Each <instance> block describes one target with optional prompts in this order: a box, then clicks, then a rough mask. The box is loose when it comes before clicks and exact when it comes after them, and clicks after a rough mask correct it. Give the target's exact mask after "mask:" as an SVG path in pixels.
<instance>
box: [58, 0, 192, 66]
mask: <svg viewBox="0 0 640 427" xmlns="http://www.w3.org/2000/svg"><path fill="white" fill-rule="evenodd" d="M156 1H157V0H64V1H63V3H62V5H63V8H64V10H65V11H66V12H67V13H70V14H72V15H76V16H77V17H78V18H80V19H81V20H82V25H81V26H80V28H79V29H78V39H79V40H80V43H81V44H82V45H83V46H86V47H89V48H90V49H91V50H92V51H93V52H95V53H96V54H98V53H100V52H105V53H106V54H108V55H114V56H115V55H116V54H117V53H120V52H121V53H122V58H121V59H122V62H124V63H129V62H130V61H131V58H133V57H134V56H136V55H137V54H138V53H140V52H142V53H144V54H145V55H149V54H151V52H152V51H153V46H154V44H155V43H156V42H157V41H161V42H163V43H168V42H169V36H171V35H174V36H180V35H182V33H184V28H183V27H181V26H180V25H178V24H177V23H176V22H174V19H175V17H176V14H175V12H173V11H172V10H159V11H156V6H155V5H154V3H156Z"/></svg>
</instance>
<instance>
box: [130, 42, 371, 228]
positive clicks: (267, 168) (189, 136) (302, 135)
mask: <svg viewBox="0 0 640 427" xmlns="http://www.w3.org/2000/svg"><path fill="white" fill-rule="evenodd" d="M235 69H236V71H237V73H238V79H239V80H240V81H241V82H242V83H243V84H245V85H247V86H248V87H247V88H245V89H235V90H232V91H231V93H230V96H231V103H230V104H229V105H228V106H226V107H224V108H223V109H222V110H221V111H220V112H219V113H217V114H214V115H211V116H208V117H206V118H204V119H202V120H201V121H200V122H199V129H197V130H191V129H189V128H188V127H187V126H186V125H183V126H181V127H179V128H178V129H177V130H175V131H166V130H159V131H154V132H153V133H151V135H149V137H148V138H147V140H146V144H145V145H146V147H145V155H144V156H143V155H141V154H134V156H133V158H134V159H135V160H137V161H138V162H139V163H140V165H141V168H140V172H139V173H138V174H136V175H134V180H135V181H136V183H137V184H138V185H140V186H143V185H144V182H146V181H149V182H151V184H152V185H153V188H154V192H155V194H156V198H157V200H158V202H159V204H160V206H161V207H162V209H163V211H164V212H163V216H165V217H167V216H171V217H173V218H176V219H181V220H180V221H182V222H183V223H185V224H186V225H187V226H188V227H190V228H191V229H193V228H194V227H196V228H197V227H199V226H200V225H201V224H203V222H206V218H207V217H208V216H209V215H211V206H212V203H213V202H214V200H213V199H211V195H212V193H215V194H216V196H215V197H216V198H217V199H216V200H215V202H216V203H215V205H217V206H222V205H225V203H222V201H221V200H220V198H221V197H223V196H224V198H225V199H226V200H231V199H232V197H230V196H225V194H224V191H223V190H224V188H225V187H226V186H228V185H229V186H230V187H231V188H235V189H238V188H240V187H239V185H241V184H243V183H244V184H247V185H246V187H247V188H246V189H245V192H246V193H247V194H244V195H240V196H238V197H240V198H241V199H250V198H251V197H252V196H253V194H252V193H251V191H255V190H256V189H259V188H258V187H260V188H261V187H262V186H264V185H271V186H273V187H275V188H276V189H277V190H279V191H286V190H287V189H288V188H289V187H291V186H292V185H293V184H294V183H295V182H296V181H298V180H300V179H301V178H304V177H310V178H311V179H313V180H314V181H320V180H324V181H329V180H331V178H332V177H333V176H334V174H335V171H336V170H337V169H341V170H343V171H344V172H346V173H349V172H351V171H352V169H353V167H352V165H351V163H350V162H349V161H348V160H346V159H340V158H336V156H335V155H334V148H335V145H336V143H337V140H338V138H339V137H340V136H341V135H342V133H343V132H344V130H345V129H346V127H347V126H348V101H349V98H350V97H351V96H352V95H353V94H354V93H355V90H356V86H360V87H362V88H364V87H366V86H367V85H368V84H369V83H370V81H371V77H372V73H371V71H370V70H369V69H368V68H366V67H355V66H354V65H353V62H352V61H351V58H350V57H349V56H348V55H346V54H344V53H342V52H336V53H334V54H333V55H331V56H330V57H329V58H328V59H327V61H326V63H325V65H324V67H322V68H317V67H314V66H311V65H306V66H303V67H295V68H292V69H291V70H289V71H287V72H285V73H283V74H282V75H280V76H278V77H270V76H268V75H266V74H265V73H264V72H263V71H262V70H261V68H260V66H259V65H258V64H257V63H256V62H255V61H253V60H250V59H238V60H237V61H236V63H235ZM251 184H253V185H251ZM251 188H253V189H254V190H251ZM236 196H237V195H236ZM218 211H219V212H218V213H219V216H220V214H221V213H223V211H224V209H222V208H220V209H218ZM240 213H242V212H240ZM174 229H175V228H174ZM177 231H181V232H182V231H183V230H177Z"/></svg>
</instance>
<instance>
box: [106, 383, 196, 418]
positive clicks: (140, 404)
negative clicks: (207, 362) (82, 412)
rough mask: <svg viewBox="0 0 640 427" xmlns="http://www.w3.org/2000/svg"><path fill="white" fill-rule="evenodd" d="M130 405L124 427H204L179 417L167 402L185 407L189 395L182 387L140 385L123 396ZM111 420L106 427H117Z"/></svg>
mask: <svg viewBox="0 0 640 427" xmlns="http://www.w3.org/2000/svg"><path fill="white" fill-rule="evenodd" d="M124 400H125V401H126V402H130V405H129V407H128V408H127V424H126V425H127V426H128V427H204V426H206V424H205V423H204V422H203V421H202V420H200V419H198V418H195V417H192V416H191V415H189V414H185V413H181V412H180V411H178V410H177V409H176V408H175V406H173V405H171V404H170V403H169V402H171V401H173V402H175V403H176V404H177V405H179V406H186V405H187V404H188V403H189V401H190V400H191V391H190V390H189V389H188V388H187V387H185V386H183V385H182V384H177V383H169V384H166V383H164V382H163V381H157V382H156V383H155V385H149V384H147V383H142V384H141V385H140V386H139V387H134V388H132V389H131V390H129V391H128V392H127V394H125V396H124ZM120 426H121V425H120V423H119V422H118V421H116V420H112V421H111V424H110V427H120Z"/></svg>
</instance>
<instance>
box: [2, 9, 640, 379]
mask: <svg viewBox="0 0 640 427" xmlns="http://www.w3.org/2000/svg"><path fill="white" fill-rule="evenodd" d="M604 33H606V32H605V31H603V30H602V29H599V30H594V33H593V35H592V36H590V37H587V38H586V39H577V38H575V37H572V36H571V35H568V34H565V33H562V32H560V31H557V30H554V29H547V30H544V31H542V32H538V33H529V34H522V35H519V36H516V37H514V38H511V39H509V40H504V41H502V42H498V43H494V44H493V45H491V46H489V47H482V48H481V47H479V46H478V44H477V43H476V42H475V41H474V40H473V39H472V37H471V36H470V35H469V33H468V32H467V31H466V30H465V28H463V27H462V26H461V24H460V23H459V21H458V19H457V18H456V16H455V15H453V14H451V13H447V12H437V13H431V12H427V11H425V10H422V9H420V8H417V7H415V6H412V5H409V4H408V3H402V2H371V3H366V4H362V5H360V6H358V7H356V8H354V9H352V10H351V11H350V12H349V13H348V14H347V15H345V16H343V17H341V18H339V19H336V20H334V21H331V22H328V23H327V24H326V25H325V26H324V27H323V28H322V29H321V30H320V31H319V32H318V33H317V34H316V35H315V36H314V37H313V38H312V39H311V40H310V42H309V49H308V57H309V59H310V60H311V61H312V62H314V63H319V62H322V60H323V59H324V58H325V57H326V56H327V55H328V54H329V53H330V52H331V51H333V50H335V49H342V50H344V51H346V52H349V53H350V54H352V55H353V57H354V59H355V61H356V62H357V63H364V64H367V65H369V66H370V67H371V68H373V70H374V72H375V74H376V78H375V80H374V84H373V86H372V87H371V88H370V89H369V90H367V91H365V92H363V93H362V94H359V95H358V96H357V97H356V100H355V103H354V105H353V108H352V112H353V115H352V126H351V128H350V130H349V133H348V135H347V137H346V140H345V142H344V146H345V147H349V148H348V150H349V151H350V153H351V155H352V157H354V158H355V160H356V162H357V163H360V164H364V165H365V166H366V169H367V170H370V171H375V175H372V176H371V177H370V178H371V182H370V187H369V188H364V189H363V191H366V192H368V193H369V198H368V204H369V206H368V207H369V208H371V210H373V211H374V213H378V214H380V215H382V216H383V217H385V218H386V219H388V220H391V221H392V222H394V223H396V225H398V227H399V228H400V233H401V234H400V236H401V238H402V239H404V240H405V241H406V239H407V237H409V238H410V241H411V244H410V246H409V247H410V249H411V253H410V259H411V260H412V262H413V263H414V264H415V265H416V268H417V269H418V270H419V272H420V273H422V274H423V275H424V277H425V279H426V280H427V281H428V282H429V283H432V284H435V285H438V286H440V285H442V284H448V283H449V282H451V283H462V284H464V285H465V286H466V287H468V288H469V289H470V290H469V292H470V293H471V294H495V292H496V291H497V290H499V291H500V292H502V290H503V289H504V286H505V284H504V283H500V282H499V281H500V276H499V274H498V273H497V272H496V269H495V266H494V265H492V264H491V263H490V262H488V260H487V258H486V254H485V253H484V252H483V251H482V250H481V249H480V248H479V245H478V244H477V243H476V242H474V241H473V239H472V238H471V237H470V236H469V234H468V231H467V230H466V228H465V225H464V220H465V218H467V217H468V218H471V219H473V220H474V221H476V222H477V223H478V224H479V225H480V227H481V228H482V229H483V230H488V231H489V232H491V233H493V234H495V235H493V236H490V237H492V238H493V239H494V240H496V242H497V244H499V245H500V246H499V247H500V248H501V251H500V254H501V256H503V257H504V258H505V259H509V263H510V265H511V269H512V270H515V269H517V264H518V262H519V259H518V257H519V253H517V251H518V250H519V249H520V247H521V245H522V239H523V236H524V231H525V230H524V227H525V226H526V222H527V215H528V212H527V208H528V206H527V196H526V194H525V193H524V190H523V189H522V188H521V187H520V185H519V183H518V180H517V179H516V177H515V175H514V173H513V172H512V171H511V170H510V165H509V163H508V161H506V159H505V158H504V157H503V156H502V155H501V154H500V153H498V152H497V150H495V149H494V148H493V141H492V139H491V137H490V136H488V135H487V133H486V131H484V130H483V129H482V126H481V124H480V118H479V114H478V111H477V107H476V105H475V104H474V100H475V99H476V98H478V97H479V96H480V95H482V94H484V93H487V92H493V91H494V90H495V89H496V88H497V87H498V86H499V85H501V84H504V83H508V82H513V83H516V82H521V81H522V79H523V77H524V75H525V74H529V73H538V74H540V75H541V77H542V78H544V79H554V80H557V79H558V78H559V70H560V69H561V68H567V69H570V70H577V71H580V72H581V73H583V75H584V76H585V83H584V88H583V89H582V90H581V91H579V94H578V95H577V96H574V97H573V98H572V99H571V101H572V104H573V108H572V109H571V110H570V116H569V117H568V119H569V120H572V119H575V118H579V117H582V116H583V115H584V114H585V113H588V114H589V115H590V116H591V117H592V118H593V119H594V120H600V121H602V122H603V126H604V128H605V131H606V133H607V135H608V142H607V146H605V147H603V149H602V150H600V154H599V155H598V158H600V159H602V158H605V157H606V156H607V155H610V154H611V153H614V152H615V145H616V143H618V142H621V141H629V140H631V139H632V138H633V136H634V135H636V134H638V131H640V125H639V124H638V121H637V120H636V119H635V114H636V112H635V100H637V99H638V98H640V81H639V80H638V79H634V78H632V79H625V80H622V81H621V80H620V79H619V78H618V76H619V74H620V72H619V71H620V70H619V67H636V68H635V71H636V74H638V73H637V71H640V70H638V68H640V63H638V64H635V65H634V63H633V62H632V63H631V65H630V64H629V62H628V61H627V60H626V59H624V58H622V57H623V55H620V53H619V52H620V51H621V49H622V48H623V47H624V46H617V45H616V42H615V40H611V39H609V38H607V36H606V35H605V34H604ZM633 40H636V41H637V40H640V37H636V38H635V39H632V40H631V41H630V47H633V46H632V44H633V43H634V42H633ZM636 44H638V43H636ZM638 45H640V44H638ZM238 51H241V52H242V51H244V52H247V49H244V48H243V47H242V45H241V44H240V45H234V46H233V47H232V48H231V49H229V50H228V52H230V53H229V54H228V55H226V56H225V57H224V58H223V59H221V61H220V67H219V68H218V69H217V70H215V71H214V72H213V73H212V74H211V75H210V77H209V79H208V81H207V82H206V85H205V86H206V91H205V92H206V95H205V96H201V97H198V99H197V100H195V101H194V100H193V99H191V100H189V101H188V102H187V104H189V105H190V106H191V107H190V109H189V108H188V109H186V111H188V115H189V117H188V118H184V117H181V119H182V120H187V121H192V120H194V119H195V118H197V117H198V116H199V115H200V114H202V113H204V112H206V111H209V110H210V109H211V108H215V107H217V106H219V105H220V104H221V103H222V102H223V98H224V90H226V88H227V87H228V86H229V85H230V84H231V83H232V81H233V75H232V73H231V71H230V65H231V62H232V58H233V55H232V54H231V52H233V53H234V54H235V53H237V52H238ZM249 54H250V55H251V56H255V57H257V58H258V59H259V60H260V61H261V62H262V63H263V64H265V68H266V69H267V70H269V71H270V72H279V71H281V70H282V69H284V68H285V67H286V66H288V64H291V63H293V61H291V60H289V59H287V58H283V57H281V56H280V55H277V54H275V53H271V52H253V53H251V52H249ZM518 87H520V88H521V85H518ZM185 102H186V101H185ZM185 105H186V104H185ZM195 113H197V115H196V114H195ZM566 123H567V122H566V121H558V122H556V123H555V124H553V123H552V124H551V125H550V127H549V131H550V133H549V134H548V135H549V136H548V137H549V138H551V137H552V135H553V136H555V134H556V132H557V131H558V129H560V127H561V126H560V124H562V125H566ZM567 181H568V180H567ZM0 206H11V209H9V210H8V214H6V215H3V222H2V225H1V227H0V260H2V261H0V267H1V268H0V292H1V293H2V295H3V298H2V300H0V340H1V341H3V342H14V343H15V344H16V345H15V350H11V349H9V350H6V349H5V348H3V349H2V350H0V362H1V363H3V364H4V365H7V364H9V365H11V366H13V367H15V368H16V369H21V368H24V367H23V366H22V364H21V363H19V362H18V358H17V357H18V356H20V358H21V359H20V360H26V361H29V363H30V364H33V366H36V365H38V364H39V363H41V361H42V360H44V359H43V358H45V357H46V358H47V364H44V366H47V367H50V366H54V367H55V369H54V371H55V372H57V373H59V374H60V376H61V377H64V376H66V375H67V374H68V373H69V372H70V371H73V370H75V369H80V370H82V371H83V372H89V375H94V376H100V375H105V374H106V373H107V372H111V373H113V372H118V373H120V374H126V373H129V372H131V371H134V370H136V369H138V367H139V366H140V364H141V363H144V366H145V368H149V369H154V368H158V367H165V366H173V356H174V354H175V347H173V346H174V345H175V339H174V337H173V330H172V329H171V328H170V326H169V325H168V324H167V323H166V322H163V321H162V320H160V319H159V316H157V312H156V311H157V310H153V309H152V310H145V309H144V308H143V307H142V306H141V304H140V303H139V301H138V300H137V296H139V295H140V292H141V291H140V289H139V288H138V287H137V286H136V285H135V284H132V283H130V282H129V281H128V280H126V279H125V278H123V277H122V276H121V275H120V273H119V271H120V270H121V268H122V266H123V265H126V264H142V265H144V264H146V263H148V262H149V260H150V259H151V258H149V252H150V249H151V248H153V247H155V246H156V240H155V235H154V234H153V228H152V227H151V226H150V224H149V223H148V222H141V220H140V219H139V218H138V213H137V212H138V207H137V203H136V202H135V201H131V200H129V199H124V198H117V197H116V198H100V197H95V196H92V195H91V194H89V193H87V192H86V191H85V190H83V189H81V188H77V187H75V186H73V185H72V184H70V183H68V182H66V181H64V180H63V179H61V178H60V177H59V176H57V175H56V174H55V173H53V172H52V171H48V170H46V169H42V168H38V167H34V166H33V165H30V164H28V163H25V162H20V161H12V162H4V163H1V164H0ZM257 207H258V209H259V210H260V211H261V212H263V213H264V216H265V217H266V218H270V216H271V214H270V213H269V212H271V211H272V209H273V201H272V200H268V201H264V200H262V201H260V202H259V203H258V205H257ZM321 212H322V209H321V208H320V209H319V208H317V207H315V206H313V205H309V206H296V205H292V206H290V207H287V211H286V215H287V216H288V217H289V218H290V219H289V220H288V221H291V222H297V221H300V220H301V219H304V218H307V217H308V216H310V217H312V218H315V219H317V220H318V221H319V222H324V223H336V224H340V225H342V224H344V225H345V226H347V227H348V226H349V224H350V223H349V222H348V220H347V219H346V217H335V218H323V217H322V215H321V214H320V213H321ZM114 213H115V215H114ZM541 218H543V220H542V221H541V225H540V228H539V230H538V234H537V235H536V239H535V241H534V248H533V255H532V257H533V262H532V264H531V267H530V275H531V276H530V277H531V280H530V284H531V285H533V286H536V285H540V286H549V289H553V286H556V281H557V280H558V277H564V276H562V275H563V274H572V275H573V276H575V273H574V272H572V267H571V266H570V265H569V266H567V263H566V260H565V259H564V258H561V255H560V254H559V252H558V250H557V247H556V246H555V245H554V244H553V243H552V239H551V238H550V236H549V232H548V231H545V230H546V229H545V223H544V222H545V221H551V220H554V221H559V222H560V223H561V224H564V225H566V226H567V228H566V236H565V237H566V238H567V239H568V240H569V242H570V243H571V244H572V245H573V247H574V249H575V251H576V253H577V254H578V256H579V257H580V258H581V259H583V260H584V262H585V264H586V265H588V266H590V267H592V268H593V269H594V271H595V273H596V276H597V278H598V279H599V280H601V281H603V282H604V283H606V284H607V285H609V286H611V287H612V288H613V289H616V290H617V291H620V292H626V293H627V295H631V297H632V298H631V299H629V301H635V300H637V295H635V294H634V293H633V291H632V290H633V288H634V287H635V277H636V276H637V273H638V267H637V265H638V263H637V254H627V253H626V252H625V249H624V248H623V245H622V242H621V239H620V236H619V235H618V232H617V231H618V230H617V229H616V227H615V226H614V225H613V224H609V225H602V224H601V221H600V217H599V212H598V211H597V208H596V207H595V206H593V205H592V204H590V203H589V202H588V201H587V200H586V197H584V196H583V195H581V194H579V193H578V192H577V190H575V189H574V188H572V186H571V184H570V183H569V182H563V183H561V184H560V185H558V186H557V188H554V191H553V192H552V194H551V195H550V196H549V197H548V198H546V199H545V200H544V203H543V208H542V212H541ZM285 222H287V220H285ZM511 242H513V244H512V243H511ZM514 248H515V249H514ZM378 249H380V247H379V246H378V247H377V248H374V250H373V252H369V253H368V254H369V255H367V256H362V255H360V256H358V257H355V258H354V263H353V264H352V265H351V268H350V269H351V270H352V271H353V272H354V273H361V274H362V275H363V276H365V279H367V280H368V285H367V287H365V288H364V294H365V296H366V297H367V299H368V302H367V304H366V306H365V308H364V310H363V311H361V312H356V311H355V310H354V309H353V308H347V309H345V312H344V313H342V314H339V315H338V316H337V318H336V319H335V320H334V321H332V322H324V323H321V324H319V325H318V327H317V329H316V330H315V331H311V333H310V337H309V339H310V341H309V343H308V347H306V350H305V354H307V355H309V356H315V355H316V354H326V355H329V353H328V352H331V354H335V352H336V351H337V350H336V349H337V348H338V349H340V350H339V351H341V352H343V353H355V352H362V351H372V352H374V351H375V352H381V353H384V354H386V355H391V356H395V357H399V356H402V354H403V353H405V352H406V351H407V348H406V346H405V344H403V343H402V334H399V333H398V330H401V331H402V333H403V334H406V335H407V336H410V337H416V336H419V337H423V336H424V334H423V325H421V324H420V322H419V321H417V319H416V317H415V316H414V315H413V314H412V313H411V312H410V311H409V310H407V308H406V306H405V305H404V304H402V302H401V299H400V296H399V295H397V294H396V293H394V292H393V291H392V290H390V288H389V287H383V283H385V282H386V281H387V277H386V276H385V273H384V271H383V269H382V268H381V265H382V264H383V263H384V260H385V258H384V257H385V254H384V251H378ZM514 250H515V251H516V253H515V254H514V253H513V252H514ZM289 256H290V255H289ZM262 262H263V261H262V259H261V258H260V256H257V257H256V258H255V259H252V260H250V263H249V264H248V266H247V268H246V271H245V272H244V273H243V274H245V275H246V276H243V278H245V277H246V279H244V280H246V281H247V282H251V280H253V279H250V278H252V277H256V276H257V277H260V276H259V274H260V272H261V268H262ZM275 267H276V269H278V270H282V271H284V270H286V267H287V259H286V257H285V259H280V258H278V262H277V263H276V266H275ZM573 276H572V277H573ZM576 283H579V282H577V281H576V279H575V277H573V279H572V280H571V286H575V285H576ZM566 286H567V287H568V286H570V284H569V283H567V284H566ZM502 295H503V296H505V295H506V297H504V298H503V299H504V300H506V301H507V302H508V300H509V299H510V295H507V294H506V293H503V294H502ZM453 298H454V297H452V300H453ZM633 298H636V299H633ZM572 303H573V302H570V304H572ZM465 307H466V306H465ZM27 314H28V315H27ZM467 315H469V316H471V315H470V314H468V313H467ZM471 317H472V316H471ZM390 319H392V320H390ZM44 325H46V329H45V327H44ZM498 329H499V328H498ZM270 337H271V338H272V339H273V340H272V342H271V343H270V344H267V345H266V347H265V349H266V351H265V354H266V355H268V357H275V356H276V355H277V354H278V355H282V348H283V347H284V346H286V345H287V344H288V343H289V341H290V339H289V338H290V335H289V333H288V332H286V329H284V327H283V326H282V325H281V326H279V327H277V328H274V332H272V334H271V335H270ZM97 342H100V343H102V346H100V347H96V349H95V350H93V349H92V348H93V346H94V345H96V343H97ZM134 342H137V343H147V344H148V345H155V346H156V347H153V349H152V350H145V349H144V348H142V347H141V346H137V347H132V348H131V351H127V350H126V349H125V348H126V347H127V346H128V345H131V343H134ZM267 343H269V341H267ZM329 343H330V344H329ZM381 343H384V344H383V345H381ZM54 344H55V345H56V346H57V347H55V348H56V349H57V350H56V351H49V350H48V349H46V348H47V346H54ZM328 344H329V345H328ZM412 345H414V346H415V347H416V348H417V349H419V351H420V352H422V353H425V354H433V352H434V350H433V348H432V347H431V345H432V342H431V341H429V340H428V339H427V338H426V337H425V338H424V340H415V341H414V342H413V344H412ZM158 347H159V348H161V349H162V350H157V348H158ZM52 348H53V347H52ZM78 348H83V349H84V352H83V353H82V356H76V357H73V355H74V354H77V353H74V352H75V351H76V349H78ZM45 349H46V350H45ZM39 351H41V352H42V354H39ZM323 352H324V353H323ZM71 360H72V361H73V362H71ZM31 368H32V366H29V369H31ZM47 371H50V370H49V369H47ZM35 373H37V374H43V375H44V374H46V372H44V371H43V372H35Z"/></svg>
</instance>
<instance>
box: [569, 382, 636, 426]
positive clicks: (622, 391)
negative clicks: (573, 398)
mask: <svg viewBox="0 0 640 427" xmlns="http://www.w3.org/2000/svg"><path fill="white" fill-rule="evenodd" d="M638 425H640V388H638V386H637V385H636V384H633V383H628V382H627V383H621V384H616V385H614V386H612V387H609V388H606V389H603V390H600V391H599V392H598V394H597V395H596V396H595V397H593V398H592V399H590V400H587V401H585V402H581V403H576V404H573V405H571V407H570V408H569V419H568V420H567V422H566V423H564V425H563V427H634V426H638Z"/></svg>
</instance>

══════════════════════════════

▶ _Exercise goal_
Filter the listing for the word "clicks" and copy each line that has it.

▶ _Answer below_
Each <instance> block describes one target with optional prompts in this order: a box, then clicks, then a rough mask. The box is loose when it comes before clicks and exact when it comes after them, and clicks after a rough mask correct it. Give the target's exact mask after "mask:" as an SVG path in pixels.
positive clicks: (267, 168) (189, 136) (302, 135)
positive clicks: (140, 404)
negative clicks: (207, 362) (82, 412)
positive clicks: (622, 391)
negative clicks: (573, 398)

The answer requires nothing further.